* **Source text**:
If the advertiser or payment processor chooses to restore service as requested in the counter-notice, then the plaintiff can sue the operator of a U.S. website under ordinary jurisdictional principles, or a foreign website under a new in rem theory of jurisdiction. If the court finds that the site is dedicated to the theft of U.S. property as defined by the statute, the court may issue injunctive relief. In addition, the court may issue an order that the plaintiff can then serve on online advertisers and payment processors, which must take technically feasible and reasonable measures to terminate service to the site within five days. An advertiser or processor that fails to comply with such an order is subject to monetary sanctions. Conversely, advertisers and payment processors that comply are afforded immunity from any future, collateral lawsuits that may be filed against them by terminated websites. (2) Section 104 provides a broad grant of immunity to service providers, payment processors, online advertisers, search engines, domain registries, and domain name registrars for voluntarily terminating services, blocking financial transactions, or blocking access to Internet sites, so long the entity reasonably believes that the site in question is a foreign infringing site or a site dedicated to theft of U.S. property, and that the action taken is consistent with the terms of service or other contractual rights. Thus, SOPA encourages firms to shut down, block access to, and stop servicing U.S. and foreign websites based solely on an interested partys unilateral allegation that they are illegal, in the absence of a judicial finding of infringement. There is no mechanism for restitution if a websites property, business, or

reputation has been wrongfully harmed or, indeed, ruined by an entity taking action pursuant to Section 104. In light of the immunity afforded by Section 104, service providers will have strong incentives to shut down websites or terminate relationships with sites merely accused of being dedicated to theft of U.S. property. 6

(3) Section 102 authorizes the Attorney General to sue a foreign infringing site either by name or (if the owner or operator cannot be located) under an in rem theory. The court is authorized to issue a cease-and-desist order, which can then be served on U.S. entities. U.S. service providers receiving such an order are required to prevent access by their U.S. subscribers to the foreign site, by preventing subscribers from resolving to that domain names [IP] address. Search engines must prevent the site from being served as a direct hypertext link. Payment processors must prevent payment transactions between the site and U.S. customers (or customers subject to U.S. jurisdiction). Online advertisers must prevent their networks from providing ads to the foreign website. Each of these entities is required to take technically feasible and reasonable measures to comply within five days of receiving the order. ANALYSIS Several provisions of SOPA violate the First Amendment, and these constitutional violations are inherent in the statute as drafted. The defects are not simply incidental or

occasional imperfections created by unusual applications of the statute. Rather, the flaws arise from the fundamental structure of the bill. (1) The notice-and-termination procedure of Section 103(a) poses grave dangers to protected speech. This provision of the bill would give copyright owners the power to stop online advertisers and credit card processors from doing business with a website, merely by filing a unilateral notice that the site is dedicated to theft of U.S. property even if no court has actually found any infringement. The immunity provisions in the bill create an

overwhelming incentive for advertisers and payment processors to comply with such a request immediately upon receipt.

* **Entries provided**:
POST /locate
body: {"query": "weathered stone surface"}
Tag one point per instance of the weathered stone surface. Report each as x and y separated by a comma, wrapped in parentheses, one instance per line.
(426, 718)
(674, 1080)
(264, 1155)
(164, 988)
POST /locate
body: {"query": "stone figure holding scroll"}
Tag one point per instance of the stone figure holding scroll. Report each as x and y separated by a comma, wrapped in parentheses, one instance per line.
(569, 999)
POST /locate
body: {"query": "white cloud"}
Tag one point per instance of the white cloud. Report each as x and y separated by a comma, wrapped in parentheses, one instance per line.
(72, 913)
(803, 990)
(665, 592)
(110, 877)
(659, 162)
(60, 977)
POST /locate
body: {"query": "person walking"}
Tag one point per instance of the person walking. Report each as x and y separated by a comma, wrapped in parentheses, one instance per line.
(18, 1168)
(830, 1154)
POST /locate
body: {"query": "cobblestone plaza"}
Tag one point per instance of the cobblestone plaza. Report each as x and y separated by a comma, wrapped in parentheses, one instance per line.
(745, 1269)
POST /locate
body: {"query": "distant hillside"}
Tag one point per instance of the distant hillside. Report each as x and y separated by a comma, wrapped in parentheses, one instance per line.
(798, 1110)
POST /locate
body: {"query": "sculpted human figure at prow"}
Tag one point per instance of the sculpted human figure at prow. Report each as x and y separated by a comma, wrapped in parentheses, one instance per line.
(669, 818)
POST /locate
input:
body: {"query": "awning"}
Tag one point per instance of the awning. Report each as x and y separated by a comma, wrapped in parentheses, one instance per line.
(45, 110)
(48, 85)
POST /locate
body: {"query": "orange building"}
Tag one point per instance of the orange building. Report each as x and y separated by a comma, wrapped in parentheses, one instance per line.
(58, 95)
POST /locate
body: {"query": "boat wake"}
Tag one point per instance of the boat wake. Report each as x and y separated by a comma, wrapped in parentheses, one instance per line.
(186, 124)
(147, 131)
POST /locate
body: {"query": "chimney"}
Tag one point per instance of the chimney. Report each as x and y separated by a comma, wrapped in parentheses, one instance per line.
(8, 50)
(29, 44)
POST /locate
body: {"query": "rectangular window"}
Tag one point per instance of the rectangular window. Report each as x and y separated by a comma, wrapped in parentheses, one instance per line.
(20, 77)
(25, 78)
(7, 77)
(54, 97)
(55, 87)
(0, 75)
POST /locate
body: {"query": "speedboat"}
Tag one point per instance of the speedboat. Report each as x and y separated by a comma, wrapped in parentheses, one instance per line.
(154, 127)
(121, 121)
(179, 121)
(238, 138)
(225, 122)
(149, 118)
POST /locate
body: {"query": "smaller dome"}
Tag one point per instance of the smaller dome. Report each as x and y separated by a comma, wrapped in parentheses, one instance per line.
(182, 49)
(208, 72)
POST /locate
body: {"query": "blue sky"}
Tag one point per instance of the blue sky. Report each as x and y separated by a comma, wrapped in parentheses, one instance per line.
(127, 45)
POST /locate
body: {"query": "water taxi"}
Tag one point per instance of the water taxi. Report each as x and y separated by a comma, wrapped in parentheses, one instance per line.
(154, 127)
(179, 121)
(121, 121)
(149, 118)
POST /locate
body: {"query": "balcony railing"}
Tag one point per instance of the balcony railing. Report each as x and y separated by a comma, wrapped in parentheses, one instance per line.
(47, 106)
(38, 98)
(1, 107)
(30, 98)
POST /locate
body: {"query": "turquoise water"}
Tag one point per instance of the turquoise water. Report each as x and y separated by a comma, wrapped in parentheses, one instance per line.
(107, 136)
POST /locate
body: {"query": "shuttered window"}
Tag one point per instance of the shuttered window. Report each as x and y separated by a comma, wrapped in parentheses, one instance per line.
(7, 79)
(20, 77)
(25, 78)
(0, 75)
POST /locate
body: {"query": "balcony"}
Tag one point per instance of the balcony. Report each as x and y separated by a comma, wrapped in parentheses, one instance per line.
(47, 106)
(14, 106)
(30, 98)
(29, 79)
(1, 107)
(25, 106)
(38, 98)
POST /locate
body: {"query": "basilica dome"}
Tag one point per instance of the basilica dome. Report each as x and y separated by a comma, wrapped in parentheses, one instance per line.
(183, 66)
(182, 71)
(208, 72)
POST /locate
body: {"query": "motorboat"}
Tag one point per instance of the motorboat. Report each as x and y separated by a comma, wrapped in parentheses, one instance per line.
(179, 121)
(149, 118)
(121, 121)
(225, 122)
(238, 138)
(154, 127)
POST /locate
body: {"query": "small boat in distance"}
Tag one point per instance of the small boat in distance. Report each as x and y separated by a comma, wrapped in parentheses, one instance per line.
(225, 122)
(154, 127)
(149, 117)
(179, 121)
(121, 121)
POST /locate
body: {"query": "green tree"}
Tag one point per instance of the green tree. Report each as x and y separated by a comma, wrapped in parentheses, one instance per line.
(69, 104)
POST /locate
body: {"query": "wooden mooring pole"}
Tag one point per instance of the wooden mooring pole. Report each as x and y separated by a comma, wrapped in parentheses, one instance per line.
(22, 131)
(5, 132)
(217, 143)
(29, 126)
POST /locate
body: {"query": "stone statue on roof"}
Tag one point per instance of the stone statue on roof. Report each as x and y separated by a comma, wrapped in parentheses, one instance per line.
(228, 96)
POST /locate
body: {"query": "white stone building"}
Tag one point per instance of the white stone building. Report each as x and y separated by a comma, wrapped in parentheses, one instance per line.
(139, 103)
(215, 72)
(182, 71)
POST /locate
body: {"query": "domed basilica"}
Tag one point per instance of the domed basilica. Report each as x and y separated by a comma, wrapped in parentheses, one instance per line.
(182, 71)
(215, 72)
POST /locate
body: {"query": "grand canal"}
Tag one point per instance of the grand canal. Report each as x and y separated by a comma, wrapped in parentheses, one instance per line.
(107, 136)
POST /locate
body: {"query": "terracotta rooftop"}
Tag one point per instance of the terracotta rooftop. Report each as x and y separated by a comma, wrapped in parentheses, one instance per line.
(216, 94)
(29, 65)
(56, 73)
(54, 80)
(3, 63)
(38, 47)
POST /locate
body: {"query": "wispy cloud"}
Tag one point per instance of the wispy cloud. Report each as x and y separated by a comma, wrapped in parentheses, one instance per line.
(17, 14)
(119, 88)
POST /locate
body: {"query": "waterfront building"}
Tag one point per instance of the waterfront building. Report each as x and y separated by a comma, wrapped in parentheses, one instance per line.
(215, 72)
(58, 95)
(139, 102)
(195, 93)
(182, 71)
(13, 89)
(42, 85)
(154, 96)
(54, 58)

* **Given problem A**:
Answer these questions using the SOPA analysis above the listing:
(i) Under Section 102, who is authorized to sue a foreign infringing site?
(ii) Under a Section 102 order, what must search engines prevent?
(iii) Under the order a plaintiff can serve on online advertisers and payment processors, within how many days must they terminate service to the site?
* **Given problem B**:
Reproduce the passage of the SOPA analysis, starting at "occasional imperfections created" and ending at "immediately upon receipt.".

* **Correct answer A**:
(i) The Attorney General.
(ii) They must prevent the site from being served as a direct hypertext link.
(iii) Within five days.

* **Correct answer B**:
occasional imperfections created by unusual applications of the statute. Rather, the flaws arise from the fundamental structure of the bill. (1) The notice-and-termination procedure of Section 103(a) poses grave dangers to protected speech. This provision of the bill would give copyright owners the power to stop online advertisers and credit card processors from doing business with a website, merely by filing a unilateral notice that the site is dedicated to theft of U.S. property even if no court has actually found any infringement. The immunity provisions in the bill create an

overwhelming incentive for advertisers and payment processors to comply with such a request immediately upon receipt.